> _Your goal_
Collect every line in the records below that contains the word "green", and copy each one.

[Detection annotation records]

▼▼▼

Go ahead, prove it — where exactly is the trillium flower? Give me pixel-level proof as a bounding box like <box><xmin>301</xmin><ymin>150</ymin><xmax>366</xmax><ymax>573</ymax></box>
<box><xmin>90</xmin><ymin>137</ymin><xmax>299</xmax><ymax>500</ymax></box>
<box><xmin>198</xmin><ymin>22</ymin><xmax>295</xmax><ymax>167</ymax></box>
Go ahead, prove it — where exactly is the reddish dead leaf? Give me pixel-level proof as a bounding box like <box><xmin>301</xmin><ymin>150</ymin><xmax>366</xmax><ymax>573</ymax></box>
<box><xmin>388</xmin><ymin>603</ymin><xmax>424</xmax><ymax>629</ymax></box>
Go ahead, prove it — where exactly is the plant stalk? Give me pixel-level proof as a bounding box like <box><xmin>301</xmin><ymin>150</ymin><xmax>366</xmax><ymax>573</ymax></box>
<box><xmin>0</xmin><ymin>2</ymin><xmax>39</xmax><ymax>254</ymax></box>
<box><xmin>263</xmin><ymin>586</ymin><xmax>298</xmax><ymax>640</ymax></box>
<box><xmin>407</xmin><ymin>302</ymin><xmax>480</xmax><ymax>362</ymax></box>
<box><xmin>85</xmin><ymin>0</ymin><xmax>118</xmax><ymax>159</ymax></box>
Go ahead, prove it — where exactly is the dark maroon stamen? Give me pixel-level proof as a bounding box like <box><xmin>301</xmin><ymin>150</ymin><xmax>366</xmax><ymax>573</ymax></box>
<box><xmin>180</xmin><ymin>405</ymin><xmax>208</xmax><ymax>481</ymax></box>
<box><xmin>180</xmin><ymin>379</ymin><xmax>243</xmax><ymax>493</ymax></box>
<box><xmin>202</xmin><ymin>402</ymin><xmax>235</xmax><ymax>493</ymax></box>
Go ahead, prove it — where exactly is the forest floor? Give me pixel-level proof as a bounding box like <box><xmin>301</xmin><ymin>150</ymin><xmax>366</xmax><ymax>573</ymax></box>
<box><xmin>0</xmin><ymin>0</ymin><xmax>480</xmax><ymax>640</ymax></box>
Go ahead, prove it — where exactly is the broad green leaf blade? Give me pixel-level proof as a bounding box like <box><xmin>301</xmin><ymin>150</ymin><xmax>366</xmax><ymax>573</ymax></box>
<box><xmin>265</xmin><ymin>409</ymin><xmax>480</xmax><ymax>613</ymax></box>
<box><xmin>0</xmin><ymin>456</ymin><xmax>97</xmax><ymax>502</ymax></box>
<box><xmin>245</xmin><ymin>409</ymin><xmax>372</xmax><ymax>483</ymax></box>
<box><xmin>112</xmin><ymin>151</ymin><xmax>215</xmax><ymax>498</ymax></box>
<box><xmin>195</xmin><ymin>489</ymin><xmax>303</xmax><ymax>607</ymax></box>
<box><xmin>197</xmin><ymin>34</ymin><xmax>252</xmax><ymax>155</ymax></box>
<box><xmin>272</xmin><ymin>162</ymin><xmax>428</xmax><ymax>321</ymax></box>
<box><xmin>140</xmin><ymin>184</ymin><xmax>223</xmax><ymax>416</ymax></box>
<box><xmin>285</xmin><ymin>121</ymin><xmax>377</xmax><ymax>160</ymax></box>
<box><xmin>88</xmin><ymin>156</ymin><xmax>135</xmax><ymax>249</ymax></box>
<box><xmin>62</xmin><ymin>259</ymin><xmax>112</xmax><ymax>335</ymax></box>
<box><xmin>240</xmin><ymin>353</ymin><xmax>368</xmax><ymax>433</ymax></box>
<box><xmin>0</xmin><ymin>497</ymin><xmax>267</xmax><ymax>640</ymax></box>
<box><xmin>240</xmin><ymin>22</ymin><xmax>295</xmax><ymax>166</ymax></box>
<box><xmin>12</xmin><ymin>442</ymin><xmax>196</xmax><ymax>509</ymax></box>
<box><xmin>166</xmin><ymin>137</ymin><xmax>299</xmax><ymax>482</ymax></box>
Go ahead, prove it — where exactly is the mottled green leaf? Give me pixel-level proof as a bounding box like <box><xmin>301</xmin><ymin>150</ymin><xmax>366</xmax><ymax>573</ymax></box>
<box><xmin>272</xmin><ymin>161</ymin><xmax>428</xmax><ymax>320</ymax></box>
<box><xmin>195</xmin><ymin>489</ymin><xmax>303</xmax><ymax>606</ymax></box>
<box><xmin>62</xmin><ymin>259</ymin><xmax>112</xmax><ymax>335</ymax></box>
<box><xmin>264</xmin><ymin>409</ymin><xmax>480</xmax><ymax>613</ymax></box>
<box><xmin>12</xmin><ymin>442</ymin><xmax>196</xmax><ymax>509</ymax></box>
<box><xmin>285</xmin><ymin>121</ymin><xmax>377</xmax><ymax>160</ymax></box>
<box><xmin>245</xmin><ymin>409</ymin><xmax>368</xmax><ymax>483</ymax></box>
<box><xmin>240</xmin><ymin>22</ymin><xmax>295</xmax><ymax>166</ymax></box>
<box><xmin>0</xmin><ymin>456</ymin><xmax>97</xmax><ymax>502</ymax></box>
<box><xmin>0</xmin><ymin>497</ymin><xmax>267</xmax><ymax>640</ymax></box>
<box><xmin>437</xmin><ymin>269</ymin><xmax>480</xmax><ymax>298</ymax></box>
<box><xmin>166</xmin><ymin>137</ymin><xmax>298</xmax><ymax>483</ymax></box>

▲▲▲

> _Completed task_
Go ahead, prove it — where exactly is the broad green leaf blade? Give me pixel-level proof as a bounding box like <box><xmin>301</xmin><ymin>150</ymin><xmax>366</xmax><ymax>573</ymax></box>
Go ahead, prove it — where exactly is the mottled green leaf? Give me pixel-level proof as a bounding box like <box><xmin>301</xmin><ymin>150</ymin><xmax>366</xmax><ymax>573</ymax></box>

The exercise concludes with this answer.